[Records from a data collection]

-- START --

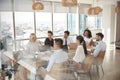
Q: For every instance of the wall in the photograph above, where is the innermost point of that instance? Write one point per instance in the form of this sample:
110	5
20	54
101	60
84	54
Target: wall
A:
109	23
112	25
118	27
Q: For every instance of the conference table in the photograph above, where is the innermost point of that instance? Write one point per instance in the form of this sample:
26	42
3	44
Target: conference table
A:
28	61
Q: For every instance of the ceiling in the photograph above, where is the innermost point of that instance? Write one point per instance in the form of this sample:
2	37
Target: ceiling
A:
91	1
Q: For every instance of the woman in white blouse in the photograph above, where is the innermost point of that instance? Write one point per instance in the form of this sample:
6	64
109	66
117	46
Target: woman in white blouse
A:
81	50
88	37
33	45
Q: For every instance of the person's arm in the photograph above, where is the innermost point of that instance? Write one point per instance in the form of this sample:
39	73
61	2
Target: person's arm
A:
79	55
45	43
97	50
51	62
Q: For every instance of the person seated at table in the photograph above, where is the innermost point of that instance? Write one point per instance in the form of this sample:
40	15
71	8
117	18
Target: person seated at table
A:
88	37
81	50
49	40
33	45
66	40
59	56
101	46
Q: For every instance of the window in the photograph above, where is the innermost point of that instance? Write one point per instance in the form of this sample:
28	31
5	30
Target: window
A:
24	24
59	23
43	23
6	19
93	22
82	23
72	23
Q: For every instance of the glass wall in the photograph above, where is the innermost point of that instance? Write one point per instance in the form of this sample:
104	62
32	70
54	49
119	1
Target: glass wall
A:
72	23
6	19
24	24
43	23
59	23
54	17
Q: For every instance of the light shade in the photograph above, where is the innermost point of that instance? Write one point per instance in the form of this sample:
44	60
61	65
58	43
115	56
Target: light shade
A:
69	3
94	10
117	8
37	6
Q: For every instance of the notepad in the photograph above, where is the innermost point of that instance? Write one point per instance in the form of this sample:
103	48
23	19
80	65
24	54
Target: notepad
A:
48	77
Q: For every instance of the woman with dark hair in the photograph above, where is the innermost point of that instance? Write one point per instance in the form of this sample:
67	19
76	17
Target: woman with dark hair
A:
88	37
81	50
49	40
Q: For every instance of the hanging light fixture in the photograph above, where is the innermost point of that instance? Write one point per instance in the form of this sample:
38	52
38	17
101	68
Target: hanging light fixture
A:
37	6
69	3
94	10
117	8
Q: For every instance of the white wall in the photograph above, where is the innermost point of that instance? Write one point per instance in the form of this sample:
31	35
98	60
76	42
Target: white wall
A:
108	23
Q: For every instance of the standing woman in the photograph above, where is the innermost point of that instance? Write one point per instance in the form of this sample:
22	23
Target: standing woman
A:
33	45
88	37
81	50
49	40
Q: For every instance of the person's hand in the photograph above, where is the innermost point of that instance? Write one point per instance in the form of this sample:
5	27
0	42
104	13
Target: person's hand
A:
43	72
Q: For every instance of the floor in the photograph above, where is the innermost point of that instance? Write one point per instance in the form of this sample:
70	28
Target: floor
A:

-- END --

Give back the whole listing as it stands, minus its pictures.

Task solution —
Q: For every instance of the wall in the photograph above, where is the innermost point of that instance? Write one point per instance in the form of this sample:
110	5
20	54
101	60
84	54
Target: wall
A:
109	23
112	25
118	27
Q: For every instance of the conference table in the photograph above, where is the innermost point of that instance? Write one point per instance in the form of this sample:
26	42
3	44
Target: conference table
A:
28	61
Q: For every instance of the ceiling in the photograph above, where is the innermost point of that instance? Write one point per instance in the form of this sample:
2	37
Target: ceiling
A:
91	1
Q: For every instance of the woman in white blouse in the photograph above, where is the innermost point of that instance? Write one point per instance in the form of this sample:
6	64
109	66
117	46
Target: woman in white blouse
A:
81	50
88	37
33	45
Q: For every instance of the person's arm in the photograph above, where is the innermost point of that instance? Write one point per instance in the form of this sample:
39	73
61	2
Target: person's arm
A:
79	55
45	43
97	50
51	62
Q: For every instance of the person seated at table in the photograph above, where is the innermost point of that instance? Write one point per instance in the form of this sample:
40	15
71	8
117	18
Target: person seated at table
A:
88	37
81	50
49	40
33	45
66	40
59	56
101	46
Q: For every instance of the window in the photograph above, where is the innermost point of that instance? Write one point per instance in the form of this sample:
28	31
5	30
Target: window
A:
24	24
59	23
43	23
6	19
93	22
82	23
72	23
Q: For every instance of the glass wall in the photograph above, where is the innermost point of that instance? Write one point per instance in the form of this sample:
104	62
32	70
54	49
119	1
Target: glass wall
A:
72	23
6	19
24	24
43	23
59	23
54	17
Q: For every instance of the light shade in the photograph above, where is the innermost point of that instance? Write one point per instance in the form of this sample:
44	60
61	65
58	43
115	56
Target: light shade
A:
69	3
94	10
117	8
37	6
Q: For every instance of the notepad in the photograph above, where is the innermost point of that instance? Write one point per instance in the form of this sample:
103	48
23	19
80	65
24	54
Target: notepad
A:
48	77
Q: For every instance of the woman with dark hair in the photograph above, where is the innermost point of that instance? Write one point per instance in the form of this sample:
67	19
76	17
Target: woman with dark hair
A:
88	37
81	50
49	40
Q: For every instance of the hanging light fixture in the photograph above, where is the innermost point of that instance? Write one point per instance in the form of this sample:
38	52
38	17
101	68
Target: hanging light fixture
A:
37	6
69	3
94	10
117	8
Q: For every instance of the white wall in the photograph above, where is the innermost point of that instance? Write one point per instance in the form of this sample:
31	35
98	60
76	42
Target: white wall
A:
108	23
Q: For every instance of the standing woman in the photograph above, where is the innermost point of that instance? Write one point per instance in the form of this sample:
22	23
Target: standing woman
A:
33	45
88	37
81	50
49	40
Q: For every instance of the person's hand in the photograph above, where is the innermost point of that instance? Write one point per instance in the form of this sample:
5	27
0	42
104	13
Target: person's hand
A:
43	72
Q: For every instance of the floor in the photograph above, where is the innermost point of that instance? Write one point per instance in the form of this sample:
70	28
Target: floor
A:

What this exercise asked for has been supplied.